» WHAT THE EXERCISE ASKS
Put all of the material below into a two-column CSV with the header row text,answer. Give each block of wording its own row, with the wording in the text column and the coordinates that follow it in the answer column, and enclose every field in double quotes with any line breaks replaced by spaces.

* begin DATA SUPPLIED *

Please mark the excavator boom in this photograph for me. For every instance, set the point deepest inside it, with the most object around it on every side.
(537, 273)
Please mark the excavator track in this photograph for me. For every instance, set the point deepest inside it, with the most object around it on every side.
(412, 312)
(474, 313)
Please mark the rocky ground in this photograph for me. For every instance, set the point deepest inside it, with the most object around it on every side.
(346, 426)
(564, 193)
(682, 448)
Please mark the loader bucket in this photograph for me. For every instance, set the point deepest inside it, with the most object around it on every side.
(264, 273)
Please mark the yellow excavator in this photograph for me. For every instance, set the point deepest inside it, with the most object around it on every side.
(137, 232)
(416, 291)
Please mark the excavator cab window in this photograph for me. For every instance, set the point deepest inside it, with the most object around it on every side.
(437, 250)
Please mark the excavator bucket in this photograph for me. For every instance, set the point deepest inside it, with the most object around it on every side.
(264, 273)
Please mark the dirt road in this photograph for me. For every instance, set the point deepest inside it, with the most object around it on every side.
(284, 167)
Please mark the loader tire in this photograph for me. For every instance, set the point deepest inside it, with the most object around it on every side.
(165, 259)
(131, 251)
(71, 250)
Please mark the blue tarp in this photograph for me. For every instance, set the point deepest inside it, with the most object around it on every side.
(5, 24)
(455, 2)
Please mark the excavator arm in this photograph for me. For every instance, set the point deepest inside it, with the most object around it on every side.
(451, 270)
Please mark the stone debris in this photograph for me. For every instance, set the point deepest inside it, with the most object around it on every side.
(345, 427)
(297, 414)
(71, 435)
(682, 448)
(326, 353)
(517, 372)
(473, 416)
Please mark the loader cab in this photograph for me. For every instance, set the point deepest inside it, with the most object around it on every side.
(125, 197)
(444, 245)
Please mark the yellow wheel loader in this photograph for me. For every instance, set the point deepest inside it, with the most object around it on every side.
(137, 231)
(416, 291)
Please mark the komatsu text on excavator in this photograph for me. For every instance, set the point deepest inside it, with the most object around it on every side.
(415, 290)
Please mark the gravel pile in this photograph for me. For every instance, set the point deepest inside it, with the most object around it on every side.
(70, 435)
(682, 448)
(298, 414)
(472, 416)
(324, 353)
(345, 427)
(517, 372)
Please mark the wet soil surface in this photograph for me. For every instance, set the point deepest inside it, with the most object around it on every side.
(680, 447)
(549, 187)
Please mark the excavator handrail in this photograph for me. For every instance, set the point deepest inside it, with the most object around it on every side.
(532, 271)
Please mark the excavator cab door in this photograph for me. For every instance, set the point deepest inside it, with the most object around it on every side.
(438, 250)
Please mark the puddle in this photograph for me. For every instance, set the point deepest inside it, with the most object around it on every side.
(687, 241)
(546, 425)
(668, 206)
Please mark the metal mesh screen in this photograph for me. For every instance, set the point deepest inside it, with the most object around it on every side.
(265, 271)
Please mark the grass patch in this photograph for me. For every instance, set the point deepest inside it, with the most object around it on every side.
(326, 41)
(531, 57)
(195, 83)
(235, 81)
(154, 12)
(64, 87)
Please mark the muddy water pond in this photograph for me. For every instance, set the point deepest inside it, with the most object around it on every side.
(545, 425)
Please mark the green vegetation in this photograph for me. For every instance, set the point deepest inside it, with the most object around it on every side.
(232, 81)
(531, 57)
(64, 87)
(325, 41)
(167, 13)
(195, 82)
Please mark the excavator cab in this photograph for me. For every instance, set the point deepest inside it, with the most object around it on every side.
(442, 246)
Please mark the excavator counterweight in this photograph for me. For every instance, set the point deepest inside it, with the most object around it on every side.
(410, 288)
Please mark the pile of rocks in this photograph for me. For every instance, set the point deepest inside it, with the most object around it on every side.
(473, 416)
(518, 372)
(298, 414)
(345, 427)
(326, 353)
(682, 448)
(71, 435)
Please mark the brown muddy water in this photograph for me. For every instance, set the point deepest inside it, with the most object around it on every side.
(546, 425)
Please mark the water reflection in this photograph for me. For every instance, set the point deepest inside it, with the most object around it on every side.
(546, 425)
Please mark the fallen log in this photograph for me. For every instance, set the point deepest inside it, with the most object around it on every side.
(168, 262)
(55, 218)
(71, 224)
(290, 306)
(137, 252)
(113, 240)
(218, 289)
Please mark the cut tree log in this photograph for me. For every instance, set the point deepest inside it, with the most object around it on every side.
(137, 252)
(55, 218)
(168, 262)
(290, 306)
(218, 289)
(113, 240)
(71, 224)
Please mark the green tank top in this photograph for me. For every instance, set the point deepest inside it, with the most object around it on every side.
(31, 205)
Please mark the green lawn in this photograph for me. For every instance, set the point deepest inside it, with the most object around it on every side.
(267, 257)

* end DATA SUPPLIED *

» CORRECT RESULT
text,answer
"Please mark the excavator boom in this photograph for me. For every instance, set the point deepest inside it, with the most object around it on every side.","(537, 273)"
"Please mark the excavator track in this photograph for me. For every instance, set the point deepest inside it, with the most object around it on every side.","(412, 312) (474, 313)"
"Please mark the rocky ground in this photograph for me. For every instance, set the point deepest inside it, with the most object around it on every side.","(346, 426) (564, 193) (682, 448)"
"Please mark the loader bucket in this photograph for me. For every instance, set the point deepest inside it, with the most object around it on every side.","(264, 273)"
"Please mark the yellow excavator in this photograph for me. For every instance, set the point deepest inside it, with the most object around it on every side.","(137, 232) (416, 291)"
"Please mark the excavator cab window in this photograph for me. For every instance, set the point deepest inside it, with the most object around it on every side.","(437, 250)"
"Please mark the excavator bucket in this photograph for me. For every instance, set the point deepest inside it, with the most object around it on every side.","(264, 273)"
"Please mark the dirt road in this photograph for me. For every instance, set the point deepest inside it, with the most object around it on every side.","(284, 167)"
"Please mark the loader tire in this photograph for me. For every instance, set the point deepest inside it, with the most object around it on every side.","(165, 259) (131, 251) (71, 250)"
"Please mark the blue tarp in this photograph for me. For every instance, set the point deepest inside it, with the most object around it on every side.","(5, 24) (455, 2)"
"Please mark the excavator arm in this photograph for me. For every instance, set the point deepest inside it, with the most object around it on every side.","(451, 270)"
"Please mark the stone debris in this photograph for me. For every instance, set the point deepest inside it, with the most object around it on every side.","(345, 427) (297, 414) (71, 435) (682, 448) (326, 353) (517, 372) (473, 416)"
"Please mark the loader cab in this photograph for me. For every instance, set the point deepest inside it, with the most object around it on every side.","(125, 197) (444, 245)"
"Please mark the yellow wheel loader in this photograph for me. For every instance, set the point deepest inside it, with the most object around it on every side.","(137, 231) (416, 291)"
"Please mark the komatsu text on excavator in this photograph for me. For every instance, set the point deepest inside it, with the most object around it on every side.","(415, 290)"
"Please mark the gravel pile in this photograph for me. For every instance, set the point deepest inside it, with the most object around it on every side.","(70, 435) (682, 448) (298, 414) (472, 416) (324, 353) (345, 427) (517, 372)"
"Please mark the wet soil surface in this photograph for me. For every instance, set the point deepest inside it, with the most object around it on every side.","(680, 447) (549, 187)"
"Please mark the excavator handrail in this photograph for me. For every instance, set the point deepest inside it, with the most object around it on every side.","(532, 271)"
"Please mark the excavator cab door in this photograph for me. For every instance, set the point deepest inside it, with the most object around it on every side.","(438, 250)"
"Please mark the puddle in this photograph for me. For every instance, set the point deepest inside it, with the most object around it on every side.","(687, 241) (546, 425) (668, 206)"
"Please mark the metal mesh screen in this photograph for me. For every instance, set the point deepest inside it, with the most object around it on every side.","(265, 271)"
"Please mark the grass patch in this photograph for me. For every instance, set the point deepest inside it, with the most object around it on every side.","(326, 41) (531, 57) (195, 83) (235, 81) (154, 12) (64, 87)"
"Please mark the muddy water pond in this photograph for me. For every instance, set the point deepest inside it, with the most object around it on every side.","(545, 425)"
"Please mark the green vegetation in this photograph for me. For every instance, set the point deepest inside it, with the most object around it on every side.","(232, 81) (531, 57) (64, 87) (325, 41) (167, 13) (195, 82)"
"Please mark the excavator cab in this photograph for me. For every instance, set the point deepest inside it, with the most object around it on every side.","(442, 246)"
"Please mark the excavator counterweight in this photograph for me. For every instance, set the point deepest inside it, with the most object around it on every side.","(410, 288)"
"Please mark the pile of rocks in this photograph for me. For every instance, set the point deepest inside it, with the most object around it on every side.","(473, 416) (518, 372) (298, 414) (345, 427) (326, 353) (682, 448) (71, 435)"
"Please mark the brown muddy water in this photograph for me. For every instance, set the point deepest inside it, with the most object around it on every side.","(546, 425)"
"Please mark the water reflection in this photograph for me. For every instance, set the point deepest inside it, with the most object around it on every side.","(546, 425)"
"Please mark the fallen log in this photograph for me. For every instance, set the point deepest inside it, with the most object around it on every side.","(168, 262) (55, 218) (71, 224) (290, 306) (137, 252) (113, 240) (218, 289)"
"Please mark the cut tree log in this photograph for me. For every instance, set the point deepest inside it, with the most object around it on every side.","(137, 252) (55, 218) (168, 262) (290, 306) (218, 289) (113, 240) (71, 224)"
"Please mark the green tank top in this photograph for me. For every instance, set the point deepest inside it, with the most object around it on every side.","(31, 205)"
"Please mark the green lawn in this photograph for me. For every instance, set the point deepest inside it, with the most object around it on every side.","(267, 257)"